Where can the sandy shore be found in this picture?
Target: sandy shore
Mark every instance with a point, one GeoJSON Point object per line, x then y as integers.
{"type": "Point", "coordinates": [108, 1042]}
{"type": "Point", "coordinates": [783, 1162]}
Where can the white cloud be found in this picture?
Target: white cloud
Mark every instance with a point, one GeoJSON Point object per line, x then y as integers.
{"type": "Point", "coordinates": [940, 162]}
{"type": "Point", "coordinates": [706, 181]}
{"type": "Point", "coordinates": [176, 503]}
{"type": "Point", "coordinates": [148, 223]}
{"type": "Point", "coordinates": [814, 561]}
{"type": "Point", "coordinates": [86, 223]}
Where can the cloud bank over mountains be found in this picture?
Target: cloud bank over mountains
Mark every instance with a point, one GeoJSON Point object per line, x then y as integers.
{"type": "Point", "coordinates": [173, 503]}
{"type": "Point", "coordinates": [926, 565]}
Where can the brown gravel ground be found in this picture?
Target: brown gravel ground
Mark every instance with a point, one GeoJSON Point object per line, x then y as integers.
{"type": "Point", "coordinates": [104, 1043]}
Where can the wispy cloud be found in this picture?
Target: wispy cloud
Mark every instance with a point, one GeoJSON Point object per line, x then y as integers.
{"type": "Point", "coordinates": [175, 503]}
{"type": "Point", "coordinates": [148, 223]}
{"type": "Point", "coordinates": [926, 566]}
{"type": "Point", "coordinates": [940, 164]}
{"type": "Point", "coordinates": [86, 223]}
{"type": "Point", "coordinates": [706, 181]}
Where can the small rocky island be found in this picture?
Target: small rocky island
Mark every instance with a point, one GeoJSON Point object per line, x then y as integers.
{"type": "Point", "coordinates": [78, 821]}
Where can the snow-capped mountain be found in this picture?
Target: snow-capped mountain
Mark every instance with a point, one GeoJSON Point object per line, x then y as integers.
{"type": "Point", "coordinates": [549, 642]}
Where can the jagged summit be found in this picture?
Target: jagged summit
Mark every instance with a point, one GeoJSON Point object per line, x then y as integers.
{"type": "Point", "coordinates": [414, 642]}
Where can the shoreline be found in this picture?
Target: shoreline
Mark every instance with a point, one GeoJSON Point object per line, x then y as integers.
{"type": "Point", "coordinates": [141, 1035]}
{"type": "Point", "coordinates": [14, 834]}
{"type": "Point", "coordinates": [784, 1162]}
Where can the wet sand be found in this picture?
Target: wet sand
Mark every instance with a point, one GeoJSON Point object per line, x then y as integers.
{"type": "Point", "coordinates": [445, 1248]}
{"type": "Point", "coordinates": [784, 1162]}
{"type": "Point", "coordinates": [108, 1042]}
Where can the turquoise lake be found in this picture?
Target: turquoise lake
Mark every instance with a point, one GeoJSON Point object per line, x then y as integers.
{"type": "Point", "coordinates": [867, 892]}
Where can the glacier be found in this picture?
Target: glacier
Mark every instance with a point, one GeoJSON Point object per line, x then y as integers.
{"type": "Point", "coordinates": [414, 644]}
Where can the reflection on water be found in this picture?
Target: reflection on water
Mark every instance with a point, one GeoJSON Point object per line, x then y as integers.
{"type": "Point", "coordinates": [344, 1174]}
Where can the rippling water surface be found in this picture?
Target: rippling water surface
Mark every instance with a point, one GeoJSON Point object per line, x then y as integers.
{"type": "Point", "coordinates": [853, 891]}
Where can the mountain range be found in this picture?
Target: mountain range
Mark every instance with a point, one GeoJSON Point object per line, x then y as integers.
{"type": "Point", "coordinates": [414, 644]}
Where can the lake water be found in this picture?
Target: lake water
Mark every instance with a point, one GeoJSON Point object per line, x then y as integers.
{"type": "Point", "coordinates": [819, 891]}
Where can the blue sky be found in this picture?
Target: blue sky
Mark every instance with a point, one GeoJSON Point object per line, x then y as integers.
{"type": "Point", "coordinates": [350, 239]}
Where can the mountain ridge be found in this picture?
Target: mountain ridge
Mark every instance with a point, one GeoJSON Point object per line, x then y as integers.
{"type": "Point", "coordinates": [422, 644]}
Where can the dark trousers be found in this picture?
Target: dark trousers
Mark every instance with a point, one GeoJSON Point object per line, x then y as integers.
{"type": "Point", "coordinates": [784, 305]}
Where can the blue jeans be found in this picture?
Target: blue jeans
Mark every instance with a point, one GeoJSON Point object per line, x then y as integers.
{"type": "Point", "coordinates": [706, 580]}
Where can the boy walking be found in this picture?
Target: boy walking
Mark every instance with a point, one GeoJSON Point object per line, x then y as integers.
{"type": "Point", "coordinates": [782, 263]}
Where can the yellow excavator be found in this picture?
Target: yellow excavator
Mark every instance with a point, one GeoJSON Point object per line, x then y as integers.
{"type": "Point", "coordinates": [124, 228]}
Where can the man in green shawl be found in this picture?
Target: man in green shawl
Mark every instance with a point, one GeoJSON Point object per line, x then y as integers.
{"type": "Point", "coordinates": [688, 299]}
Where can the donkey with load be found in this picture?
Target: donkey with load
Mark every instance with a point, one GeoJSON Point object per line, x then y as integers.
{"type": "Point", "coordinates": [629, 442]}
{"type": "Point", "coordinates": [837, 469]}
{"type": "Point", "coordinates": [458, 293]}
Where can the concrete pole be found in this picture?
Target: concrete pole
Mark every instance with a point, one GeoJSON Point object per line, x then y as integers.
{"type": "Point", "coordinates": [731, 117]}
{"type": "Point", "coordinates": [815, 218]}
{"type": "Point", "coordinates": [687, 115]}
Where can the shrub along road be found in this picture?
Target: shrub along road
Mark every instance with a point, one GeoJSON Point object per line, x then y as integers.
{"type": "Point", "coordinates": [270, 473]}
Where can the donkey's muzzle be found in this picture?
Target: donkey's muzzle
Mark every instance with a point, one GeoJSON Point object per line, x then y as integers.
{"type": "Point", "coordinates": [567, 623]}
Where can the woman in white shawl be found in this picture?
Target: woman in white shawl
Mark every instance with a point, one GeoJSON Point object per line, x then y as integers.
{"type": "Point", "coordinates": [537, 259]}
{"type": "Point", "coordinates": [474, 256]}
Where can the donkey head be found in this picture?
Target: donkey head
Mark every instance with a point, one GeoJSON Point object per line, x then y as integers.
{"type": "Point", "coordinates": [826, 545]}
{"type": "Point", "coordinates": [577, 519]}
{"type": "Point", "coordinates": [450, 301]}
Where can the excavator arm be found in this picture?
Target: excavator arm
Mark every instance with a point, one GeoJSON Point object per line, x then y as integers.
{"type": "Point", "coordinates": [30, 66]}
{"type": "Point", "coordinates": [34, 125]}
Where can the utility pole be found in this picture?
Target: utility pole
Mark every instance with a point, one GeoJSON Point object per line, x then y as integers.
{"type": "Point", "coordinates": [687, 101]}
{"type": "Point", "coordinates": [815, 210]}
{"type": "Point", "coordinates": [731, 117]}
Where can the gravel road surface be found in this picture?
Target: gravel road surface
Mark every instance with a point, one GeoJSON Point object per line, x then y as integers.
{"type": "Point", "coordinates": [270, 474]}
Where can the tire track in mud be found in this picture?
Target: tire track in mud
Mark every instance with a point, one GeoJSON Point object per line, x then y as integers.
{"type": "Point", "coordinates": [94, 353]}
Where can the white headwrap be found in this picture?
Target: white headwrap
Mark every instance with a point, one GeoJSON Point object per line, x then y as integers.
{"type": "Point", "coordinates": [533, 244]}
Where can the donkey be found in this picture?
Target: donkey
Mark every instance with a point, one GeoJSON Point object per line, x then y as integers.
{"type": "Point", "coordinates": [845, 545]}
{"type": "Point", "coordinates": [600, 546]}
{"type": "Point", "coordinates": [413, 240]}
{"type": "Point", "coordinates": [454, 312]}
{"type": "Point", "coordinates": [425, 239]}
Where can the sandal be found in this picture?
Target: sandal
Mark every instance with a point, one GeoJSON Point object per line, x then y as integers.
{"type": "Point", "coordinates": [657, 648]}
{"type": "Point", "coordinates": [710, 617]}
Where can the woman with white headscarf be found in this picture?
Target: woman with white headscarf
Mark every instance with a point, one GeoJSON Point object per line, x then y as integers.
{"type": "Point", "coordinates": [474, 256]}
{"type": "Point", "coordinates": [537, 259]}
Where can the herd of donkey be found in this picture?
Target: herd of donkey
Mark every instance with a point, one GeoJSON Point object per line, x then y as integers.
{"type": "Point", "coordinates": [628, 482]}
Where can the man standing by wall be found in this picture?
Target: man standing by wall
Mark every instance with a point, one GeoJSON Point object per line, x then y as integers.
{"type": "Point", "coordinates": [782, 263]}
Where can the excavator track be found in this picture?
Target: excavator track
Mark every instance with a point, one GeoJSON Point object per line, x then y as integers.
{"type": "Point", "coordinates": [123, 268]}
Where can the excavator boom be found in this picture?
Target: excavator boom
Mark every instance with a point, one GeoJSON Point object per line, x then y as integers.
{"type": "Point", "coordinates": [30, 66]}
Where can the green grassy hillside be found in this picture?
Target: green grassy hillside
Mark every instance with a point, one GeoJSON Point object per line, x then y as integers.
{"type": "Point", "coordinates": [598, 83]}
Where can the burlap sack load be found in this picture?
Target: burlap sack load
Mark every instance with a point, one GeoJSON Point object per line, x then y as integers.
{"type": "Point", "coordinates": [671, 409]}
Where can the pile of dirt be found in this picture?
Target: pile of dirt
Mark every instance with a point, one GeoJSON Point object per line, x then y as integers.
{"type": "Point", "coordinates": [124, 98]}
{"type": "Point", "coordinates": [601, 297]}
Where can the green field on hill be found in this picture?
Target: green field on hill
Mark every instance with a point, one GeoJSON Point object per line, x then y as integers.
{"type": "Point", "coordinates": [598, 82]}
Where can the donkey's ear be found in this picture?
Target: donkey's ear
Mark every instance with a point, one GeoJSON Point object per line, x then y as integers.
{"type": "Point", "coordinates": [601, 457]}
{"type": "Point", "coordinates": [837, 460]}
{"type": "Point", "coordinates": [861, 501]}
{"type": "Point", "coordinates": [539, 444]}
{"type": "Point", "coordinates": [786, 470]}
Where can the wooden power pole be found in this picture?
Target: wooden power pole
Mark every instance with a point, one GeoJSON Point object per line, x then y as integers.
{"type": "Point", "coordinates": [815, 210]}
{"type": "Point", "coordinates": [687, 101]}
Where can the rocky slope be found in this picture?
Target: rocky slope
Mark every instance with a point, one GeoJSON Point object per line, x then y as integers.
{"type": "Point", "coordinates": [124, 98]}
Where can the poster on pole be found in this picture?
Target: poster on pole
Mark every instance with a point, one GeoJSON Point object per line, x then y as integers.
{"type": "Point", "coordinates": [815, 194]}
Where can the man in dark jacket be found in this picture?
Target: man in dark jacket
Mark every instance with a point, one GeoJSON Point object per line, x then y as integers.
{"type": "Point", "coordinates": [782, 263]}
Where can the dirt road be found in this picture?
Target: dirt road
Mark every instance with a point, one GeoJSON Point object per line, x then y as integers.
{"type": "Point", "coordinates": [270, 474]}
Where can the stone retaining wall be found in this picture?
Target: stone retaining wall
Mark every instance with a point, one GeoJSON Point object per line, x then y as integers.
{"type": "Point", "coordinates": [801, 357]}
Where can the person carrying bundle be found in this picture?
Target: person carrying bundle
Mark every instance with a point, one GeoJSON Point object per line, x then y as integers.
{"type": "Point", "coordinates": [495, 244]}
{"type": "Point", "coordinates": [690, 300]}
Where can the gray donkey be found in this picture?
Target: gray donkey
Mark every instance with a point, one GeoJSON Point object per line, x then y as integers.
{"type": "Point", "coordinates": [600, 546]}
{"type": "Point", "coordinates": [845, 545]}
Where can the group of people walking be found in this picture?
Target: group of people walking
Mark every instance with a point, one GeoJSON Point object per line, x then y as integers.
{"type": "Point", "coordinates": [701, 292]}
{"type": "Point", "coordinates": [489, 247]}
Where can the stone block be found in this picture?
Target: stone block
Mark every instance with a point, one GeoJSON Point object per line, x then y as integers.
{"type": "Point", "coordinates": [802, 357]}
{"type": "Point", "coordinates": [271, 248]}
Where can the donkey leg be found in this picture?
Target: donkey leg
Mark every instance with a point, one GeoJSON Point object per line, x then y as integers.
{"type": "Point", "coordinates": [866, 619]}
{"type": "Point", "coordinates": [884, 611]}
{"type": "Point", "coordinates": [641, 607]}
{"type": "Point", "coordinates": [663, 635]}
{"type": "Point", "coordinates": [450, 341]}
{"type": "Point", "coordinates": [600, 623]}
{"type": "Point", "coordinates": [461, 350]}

(Set problem)
Only the lines from the one containing "Where can the stone retaining" to the end of the records should be repeated, exactly as they appear.

(Answer below)
Where can the stone retaining wall be found in this picture?
Target: stone retaining wall
Mark every instance with a point, one GeoJSON Point object per line, x then y as integers.
{"type": "Point", "coordinates": [801, 357]}
Where can the person carrying bundle be found in this picture?
Target: person carrying bundle
Mark every instance with a point, one GeoJSON Point object per line, x then y as integers.
{"type": "Point", "coordinates": [495, 244]}
{"type": "Point", "coordinates": [690, 300]}
Where can the gray donkey be found in this picture?
Target: gray donkey
Mark every instance with a point, one GeoJSON Point object per line, x then y as integers.
{"type": "Point", "coordinates": [600, 546]}
{"type": "Point", "coordinates": [845, 545]}
Where can the group of people walking be found in this picture?
Target: group of people walking
Mark every instance with a point, one GeoJSON Point object per line, x then y as integers.
{"type": "Point", "coordinates": [701, 292]}
{"type": "Point", "coordinates": [489, 247]}
Where can the stone block be found in this picture?
Target: stone block
Mark every instance with a point, one GeoJSON Point object per line, x then y as integers.
{"type": "Point", "coordinates": [802, 357]}
{"type": "Point", "coordinates": [271, 248]}
Where can the donkey leg be found in this picture?
Target: donkey leg
Mark every instance with a point, one GeoJSON Point object per line, x then y as integers.
{"type": "Point", "coordinates": [866, 619]}
{"type": "Point", "coordinates": [884, 611]}
{"type": "Point", "coordinates": [641, 607]}
{"type": "Point", "coordinates": [663, 635]}
{"type": "Point", "coordinates": [450, 341]}
{"type": "Point", "coordinates": [600, 623]}
{"type": "Point", "coordinates": [461, 350]}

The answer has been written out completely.